[start Task input]
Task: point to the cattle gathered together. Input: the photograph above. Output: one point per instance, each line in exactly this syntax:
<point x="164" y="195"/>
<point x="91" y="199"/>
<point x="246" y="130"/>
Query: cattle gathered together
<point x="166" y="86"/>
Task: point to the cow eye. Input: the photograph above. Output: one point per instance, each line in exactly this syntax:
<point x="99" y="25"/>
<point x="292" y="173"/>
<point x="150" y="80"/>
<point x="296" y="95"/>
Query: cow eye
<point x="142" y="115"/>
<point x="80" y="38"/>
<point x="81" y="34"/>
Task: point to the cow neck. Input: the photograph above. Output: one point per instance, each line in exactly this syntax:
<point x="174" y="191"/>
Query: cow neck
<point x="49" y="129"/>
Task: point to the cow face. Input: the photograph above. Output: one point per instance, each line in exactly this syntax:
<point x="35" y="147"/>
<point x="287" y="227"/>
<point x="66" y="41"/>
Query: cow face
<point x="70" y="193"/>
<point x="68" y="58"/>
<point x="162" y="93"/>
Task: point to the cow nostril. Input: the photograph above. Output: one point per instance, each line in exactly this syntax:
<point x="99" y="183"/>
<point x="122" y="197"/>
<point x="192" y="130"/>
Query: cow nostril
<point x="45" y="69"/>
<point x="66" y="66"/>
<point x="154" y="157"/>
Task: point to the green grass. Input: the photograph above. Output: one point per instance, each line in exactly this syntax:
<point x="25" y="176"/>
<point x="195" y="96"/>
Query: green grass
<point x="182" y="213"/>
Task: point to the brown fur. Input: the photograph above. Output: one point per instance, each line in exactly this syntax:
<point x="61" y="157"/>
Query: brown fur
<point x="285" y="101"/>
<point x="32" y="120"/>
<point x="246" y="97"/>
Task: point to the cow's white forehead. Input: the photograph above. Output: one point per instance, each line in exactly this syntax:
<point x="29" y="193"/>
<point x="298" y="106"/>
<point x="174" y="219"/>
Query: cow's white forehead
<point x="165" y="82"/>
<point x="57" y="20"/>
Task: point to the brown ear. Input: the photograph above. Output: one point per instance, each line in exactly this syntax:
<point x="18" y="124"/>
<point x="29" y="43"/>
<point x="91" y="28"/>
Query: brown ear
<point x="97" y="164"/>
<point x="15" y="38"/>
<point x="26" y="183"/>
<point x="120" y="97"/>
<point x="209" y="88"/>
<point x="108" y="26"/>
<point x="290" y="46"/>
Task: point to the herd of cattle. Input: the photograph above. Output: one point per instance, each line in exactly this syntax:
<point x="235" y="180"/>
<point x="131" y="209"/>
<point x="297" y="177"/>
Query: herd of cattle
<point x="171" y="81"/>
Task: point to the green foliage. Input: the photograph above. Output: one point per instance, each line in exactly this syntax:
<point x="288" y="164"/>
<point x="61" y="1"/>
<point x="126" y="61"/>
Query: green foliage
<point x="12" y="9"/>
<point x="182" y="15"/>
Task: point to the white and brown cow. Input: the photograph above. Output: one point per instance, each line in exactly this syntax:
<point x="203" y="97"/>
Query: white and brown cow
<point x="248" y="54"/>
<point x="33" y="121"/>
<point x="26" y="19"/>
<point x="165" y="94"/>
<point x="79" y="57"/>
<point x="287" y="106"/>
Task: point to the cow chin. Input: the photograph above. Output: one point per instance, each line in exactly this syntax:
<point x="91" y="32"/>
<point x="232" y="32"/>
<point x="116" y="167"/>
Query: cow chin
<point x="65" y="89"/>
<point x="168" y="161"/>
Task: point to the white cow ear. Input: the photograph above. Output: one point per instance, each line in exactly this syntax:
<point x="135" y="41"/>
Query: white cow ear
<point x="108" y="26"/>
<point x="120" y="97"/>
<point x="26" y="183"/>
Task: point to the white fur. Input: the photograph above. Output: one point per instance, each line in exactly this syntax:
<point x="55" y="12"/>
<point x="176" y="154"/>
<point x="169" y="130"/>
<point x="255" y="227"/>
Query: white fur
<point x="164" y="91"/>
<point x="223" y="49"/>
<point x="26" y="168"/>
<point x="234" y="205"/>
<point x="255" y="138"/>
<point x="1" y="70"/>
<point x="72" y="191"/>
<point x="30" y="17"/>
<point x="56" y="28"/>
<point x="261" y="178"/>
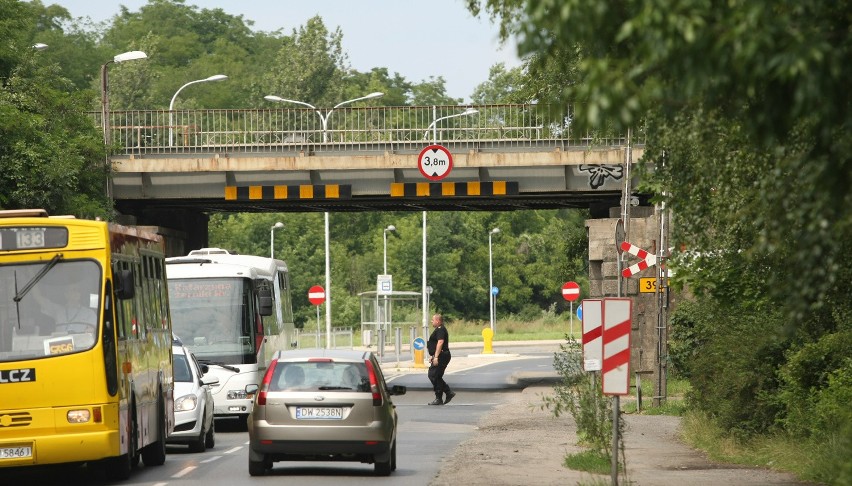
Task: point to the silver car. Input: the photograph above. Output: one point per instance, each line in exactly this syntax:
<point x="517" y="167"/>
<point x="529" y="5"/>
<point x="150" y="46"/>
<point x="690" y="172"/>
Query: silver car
<point x="323" y="405"/>
<point x="193" y="401"/>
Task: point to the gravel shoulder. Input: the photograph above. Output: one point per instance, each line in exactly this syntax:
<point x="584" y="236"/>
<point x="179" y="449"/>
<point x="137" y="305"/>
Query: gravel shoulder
<point x="520" y="444"/>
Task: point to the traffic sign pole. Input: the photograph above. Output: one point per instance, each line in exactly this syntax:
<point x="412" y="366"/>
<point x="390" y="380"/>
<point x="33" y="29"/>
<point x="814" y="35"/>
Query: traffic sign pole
<point x="571" y="291"/>
<point x="316" y="296"/>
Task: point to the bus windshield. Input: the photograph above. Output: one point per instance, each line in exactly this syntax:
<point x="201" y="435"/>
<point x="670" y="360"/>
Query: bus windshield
<point x="213" y="317"/>
<point x="48" y="308"/>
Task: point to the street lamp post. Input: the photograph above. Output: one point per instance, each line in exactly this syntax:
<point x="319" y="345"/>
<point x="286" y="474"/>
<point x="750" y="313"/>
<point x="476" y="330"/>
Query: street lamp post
<point x="491" y="280"/>
<point x="425" y="289"/>
<point x="434" y="124"/>
<point x="215" y="77"/>
<point x="323" y="117"/>
<point x="125" y="56"/>
<point x="385" y="237"/>
<point x="276" y="226"/>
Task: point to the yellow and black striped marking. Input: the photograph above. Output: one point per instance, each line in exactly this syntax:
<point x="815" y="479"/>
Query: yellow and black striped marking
<point x="307" y="191"/>
<point x="453" y="189"/>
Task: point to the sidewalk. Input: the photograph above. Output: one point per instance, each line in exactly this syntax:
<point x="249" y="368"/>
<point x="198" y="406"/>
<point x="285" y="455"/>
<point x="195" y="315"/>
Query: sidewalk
<point x="469" y="355"/>
<point x="519" y="443"/>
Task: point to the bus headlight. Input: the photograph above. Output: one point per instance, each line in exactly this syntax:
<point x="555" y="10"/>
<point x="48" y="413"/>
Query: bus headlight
<point x="186" y="403"/>
<point x="78" y="416"/>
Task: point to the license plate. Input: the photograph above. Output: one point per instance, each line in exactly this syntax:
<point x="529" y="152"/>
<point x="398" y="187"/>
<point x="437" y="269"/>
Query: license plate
<point x="16" y="452"/>
<point x="319" y="413"/>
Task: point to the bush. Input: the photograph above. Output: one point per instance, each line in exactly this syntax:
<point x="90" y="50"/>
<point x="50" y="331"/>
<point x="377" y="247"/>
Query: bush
<point x="730" y="356"/>
<point x="580" y="394"/>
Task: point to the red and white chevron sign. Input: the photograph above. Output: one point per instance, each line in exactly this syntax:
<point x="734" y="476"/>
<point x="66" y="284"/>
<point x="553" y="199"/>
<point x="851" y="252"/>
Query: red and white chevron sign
<point x="648" y="259"/>
<point x="617" y="315"/>
<point x="592" y="332"/>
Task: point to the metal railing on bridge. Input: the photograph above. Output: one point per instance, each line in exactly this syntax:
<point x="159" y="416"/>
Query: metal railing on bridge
<point x="386" y="128"/>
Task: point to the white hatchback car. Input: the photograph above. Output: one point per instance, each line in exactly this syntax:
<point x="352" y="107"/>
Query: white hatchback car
<point x="193" y="401"/>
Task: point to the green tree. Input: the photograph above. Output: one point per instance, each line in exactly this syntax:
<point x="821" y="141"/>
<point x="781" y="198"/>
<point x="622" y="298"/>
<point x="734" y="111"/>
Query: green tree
<point x="51" y="153"/>
<point x="308" y="67"/>
<point x="503" y="86"/>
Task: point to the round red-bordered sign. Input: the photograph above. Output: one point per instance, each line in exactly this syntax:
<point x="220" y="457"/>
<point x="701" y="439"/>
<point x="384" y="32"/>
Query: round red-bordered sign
<point x="435" y="162"/>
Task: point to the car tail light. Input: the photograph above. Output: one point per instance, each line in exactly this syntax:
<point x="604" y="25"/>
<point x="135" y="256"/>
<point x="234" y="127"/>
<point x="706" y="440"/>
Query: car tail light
[end Task input]
With the line containing "Task: point to the metal" as the first and the last line of the records as the final one, print exactly the lines in that span.

Task: point to the metal railing on bridge. Input: the photograph above. Output: one point per instance, each line in exactly this syntax:
<point x="159" y="416"/>
Query: metal railing on bridge
<point x="386" y="128"/>
Task: point to the white hatchback car. Input: the photograph above. Output: one point per instance, each line in exactly this syntax:
<point x="352" y="107"/>
Query: white hatchback car
<point x="193" y="401"/>
Task: point to the green tree. Input: the photograph above. Output: one point per instance, each line in exactly this syntax:
<point x="821" y="141"/>
<point x="781" y="198"/>
<point x="622" y="298"/>
<point x="734" y="111"/>
Query: green tree
<point x="51" y="153"/>
<point x="308" y="67"/>
<point x="503" y="86"/>
Task: point to the round red-bordered sign. Input: the photograph above. Output: one point per instance, each line in exactly this syntax:
<point x="220" y="457"/>
<point x="701" y="439"/>
<point x="384" y="32"/>
Query: round red-bordered sign
<point x="435" y="162"/>
Task: point to the car tail light. Input: the photograph above. Output: one point per instance, each line in exactly this syntax:
<point x="604" y="25"/>
<point x="135" y="256"/>
<point x="234" y="127"/>
<point x="706" y="440"/>
Query: car tail light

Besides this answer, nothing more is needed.